■ **Exercise**
Output every line below exactly, please, omitting pictures.

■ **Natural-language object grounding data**

———

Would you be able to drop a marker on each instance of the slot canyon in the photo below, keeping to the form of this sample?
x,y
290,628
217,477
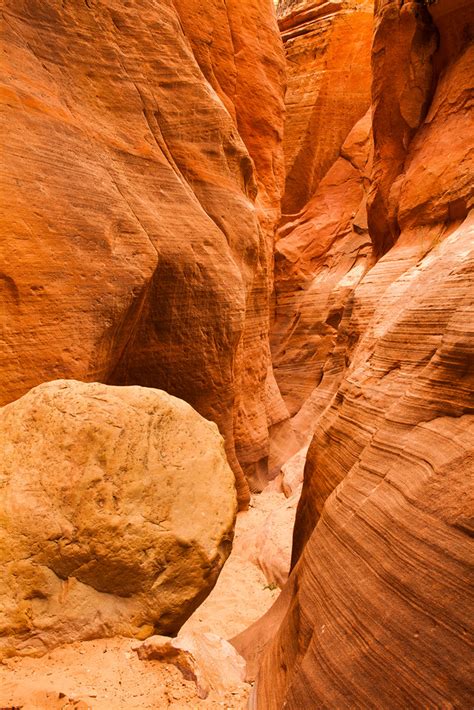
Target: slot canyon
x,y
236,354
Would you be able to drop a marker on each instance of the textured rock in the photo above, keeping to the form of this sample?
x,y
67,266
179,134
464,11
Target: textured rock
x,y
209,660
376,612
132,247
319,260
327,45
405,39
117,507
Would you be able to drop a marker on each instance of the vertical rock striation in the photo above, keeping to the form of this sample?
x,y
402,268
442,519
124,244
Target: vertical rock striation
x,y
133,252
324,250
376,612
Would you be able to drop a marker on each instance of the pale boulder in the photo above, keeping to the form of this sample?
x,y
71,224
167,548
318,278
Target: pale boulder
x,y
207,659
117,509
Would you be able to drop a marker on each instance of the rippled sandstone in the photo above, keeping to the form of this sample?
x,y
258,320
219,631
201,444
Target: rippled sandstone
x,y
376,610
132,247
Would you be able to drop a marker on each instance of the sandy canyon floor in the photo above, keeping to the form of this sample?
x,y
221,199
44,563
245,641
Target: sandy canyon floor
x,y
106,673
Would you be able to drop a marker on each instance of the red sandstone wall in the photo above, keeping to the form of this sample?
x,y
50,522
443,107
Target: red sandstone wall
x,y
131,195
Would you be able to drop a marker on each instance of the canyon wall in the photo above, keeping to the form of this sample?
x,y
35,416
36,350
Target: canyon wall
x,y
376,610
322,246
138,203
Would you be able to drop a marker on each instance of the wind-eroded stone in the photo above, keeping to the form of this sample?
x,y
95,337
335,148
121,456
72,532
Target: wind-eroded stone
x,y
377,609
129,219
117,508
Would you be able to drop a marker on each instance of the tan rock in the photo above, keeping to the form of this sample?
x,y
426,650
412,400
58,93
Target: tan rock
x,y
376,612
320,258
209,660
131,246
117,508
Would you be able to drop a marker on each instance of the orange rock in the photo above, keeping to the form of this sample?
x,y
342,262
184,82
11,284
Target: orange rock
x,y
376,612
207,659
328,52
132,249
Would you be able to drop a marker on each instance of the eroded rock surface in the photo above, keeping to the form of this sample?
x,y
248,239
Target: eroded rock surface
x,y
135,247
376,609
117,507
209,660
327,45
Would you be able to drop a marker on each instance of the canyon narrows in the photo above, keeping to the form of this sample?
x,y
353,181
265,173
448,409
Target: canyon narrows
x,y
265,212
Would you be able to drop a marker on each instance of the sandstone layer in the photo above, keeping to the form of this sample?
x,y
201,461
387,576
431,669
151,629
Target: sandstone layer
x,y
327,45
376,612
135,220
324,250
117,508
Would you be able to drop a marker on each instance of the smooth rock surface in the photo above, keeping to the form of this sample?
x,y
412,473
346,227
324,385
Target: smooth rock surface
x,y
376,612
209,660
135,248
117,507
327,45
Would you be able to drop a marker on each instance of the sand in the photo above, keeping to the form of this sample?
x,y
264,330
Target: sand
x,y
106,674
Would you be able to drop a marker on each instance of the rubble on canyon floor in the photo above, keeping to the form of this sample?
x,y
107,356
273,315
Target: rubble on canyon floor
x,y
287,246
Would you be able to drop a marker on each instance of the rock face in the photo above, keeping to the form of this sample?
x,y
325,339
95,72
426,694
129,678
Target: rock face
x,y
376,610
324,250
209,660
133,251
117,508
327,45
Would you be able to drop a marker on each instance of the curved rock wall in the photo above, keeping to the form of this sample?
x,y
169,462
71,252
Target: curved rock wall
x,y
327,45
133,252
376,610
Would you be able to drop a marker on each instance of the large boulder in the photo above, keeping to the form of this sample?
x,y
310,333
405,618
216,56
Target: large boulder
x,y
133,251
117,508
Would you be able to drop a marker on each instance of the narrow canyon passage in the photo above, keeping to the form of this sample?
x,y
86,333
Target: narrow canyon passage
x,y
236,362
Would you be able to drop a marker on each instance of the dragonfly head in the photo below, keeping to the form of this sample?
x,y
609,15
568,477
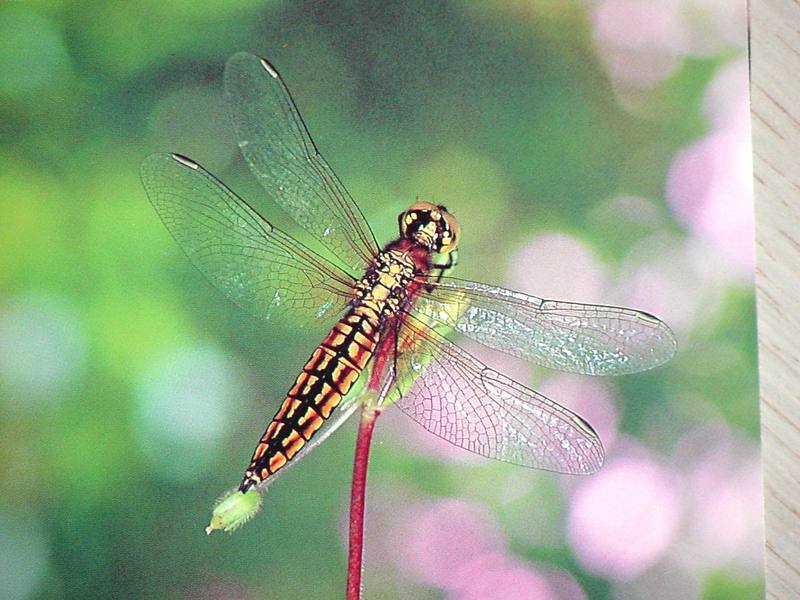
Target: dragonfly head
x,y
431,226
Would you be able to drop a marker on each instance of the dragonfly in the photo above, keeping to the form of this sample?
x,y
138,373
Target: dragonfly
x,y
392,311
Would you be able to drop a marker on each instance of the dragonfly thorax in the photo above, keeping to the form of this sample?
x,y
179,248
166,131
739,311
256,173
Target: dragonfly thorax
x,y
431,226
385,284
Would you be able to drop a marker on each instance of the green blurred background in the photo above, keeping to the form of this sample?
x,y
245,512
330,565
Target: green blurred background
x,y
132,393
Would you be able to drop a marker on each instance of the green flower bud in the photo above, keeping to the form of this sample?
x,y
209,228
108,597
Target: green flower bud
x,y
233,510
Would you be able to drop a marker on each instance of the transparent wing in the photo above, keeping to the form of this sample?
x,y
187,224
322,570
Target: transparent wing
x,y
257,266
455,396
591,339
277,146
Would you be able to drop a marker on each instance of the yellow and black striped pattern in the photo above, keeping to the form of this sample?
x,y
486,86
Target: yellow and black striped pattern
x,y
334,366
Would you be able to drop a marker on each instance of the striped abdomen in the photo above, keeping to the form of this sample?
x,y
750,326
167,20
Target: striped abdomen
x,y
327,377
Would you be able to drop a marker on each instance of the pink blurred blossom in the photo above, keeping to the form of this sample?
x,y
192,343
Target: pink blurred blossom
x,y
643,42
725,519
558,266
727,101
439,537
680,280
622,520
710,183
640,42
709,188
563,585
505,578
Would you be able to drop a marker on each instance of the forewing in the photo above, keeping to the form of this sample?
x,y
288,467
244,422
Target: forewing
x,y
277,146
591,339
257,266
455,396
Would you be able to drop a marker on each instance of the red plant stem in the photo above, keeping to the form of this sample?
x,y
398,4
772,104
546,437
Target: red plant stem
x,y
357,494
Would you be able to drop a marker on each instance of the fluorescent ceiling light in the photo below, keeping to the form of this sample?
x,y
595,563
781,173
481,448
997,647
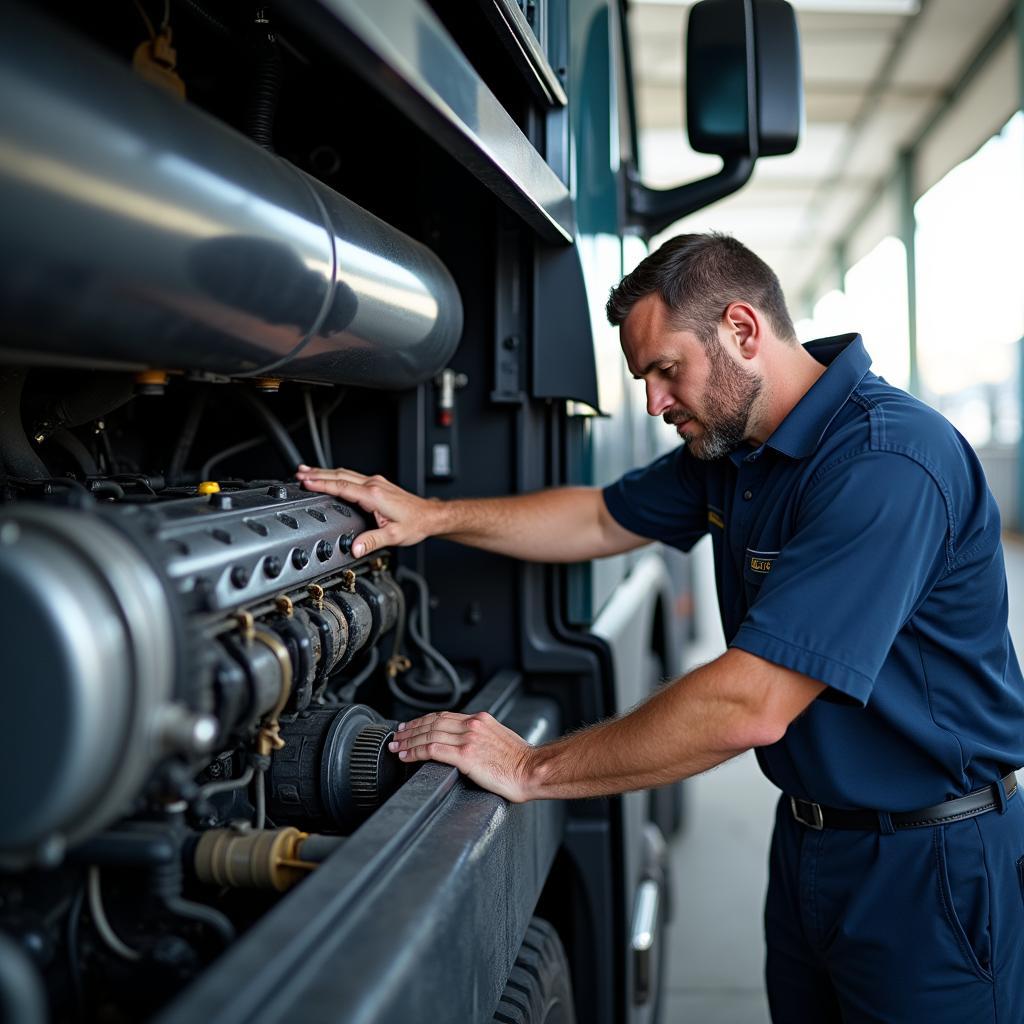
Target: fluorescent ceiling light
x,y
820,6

———

■ **Completed task**
Would you be able to drop a marker on each instance of the slot canyon in the photo below, keeping to the form of this sample?
x,y
290,628
217,477
Target: slot canyon
x,y
236,354
Would you be able to drop a marker on each instance of the textured rock in the photo above, keeping to the form of this sample?
x,y
67,266
179,134
464,11
Target: textured rock
x,y
209,660
376,612
132,247
319,260
327,45
405,39
117,507
Would you be able to drop a marker on each instance of the vertical rock striation in the photo above, keeping to the form of this sample?
x,y
402,268
442,519
124,244
Target: vertical rock striation
x,y
133,252
324,250
376,612
Would you be able to drop a marker on each instance of the pale boulder in the photo above, keeping to the form of this sample?
x,y
71,224
167,548
318,278
Target: pale boulder
x,y
207,659
117,509
Would you be able to drop a marker on each instance of the rippled sandstone in the photo above, keeping to the form of this sample?
x,y
258,320
219,631
201,444
Target: rippled sandstone
x,y
376,610
132,247
Would you be able to drop a marker on each instance of the sandy canyon floor in the photo above, keeping to the form of this sample?
x,y
221,199
44,563
245,641
Target: sandy canyon floor
x,y
106,673
Would you be able to drop a marker on each instance of the red sandstone wall in the photo above, keeping to the form of this sample?
x,y
50,522
443,107
Target: red sandstone wall
x,y
131,195
Would you be able to drop a marker on each instance of the canyon wall in the photo above, keeping to the form of this sample?
x,y
35,416
36,350
Target: canyon wall
x,y
376,610
322,246
138,203
Would you be able to drop a marker on each instance of the wind-eroded stone in the photo above, keeping to the form of this sample?
x,y
95,337
335,148
121,456
72,532
Target: wind-eroded stone
x,y
377,609
129,219
117,508
Would you be able to drop a marker on each instance of the tan rock in the photo above, keeping to the form of this sample?
x,y
426,650
412,400
58,93
Target: tan rock
x,y
376,612
320,258
209,660
131,246
117,508
Would you be able to drop a marker on each instance of the orange rock in the photo above, keeping to the form of this sample?
x,y
342,262
184,82
11,284
Target: orange rock
x,y
376,612
207,659
328,52
132,249
Would you be able to drop a marker on each instance of the eroded rock surface in the photo above, keeping to the form of this sample?
x,y
248,239
Target: eroded rock surface
x,y
135,247
376,609
117,507
209,660
327,45
Would you be able to drop a marker on each instance of the canyon narrows in the photo above, keeping to the form of this sample?
x,y
353,181
265,173
448,409
Target: canyon narrows
x,y
265,212
Would you be able to drop a marker on each instance of the sandstone layer in the photo above, keeping to the form of this sample?
x,y
201,461
387,576
431,669
151,629
Target: sandstone layer
x,y
327,45
376,612
135,220
324,250
117,508
Would you be able to drop a marker on each instance of the smooth rock surface in the photo above, keeping to the form of this sample?
x,y
412,473
346,227
324,385
Target: smooth rock surface
x,y
376,612
209,660
135,248
117,507
327,45
Would you be able to drop a marker on each instance of the sand in the photo above, keeping to the form of this sample?
x,y
264,330
Target: sand
x,y
106,674
Would you be able to drop a marker on each instance of the rubble on canyon floor in the photo above, keeping to the form of this sample?
x,y
107,356
273,315
Target: rubble on canyon floor
x,y
287,246
Would you be able to drop a marker on each instance of the rock face in the photo above, keeping to the form of this sample?
x,y
325,339
95,72
426,694
129,678
Target: rock face
x,y
376,610
324,250
209,660
133,251
117,508
327,45
Would you be able to drop a marker on each instance of the curved rock wall in the photo above, keeping to the form of this sample?
x,y
169,462
71,252
Target: curved rock wall
x,y
327,45
133,252
376,610
Would you be able to drop a marker on each instance of the large boulder in the photo above, keeping to the form of this sample?
x,y
310,333
405,618
216,56
Target: large boulder
x,y
133,251
117,508
Would you be able to drop a marker on each instance of the narrow canyon passage in the photo above, keeping to the form of this sample?
x,y
86,333
Target: narrow canyon passage
x,y
236,362
Would you be able to drop a marker on each instance of the dragonfly head in the photo below, keeping to the form of this sample?
x,y
609,15
568,477
Target: dragonfly head
x,y
431,226
Would you be able to drop a marker on each instance of the dragonfly in the photo above, keeping to the form of this sample?
x,y
138,373
Target: dragonfly
x,y
392,311
Would you be able to drop a marker on each instance of the dragonfly thorax in the photo above, keeping to the form of this sample?
x,y
179,248
166,131
739,311
256,173
Target: dragonfly thorax
x,y
431,226
385,284
Would you be able to drop a marker on each instance of the green blurred background in the photo above, keeping to the form of this sample?
x,y
245,512
330,565
Target: green blurred background
x,y
132,393
Would you be able to drop a marker on each instance of the green flower bud in the photo above, keeping to the form of this sample?
x,y
209,228
108,597
Target: green flower bud
x,y
233,510
Would you be able to drop a marker on each instance of the transparent wing in the photo above, keeping to the form of this sample?
x,y
187,224
322,570
Target: transparent wing
x,y
257,266
455,396
591,339
277,146
Would you be able to drop a marker on each instance of the yellow and black striped pattern in the photo above, keeping to the form of this sample?
x,y
486,86
Target: yellow and black striped pattern
x,y
334,366
Would you be able to drop a marker on each instance of the striped abdomen in the photo above, keeping to the form of this sample?
x,y
750,326
167,20
Target: striped abdomen
x,y
327,377
Would you be able to drop a marker on each instance of the pink blurred blossom in the photo above, keeping to the form of this sample?
x,y
192,343
Target: pink blurred blossom
x,y
643,42
725,519
558,266
727,101
439,537
680,280
622,520
710,183
640,42
709,188
563,585
505,578
Would you be able to drop a marker on each instance of the forewing in the photo above, keeping to the form of this sample?
x,y
288,467
244,422
Target: forewing
x,y
277,146
591,339
257,266
455,396
Would you be able to drop a marker on each instance of the red plant stem in the photo above, keeping to the form of this sample?
x,y
398,4
772,104
546,437
Target: red plant stem
x,y
357,494
Would you be able to drop a marker on each instance of the fluorescent ceiling light in the photo below, keeping to the form of this sample?
x,y
595,563
781,173
481,448
997,647
Target: fluorescent ceiling light
x,y
820,6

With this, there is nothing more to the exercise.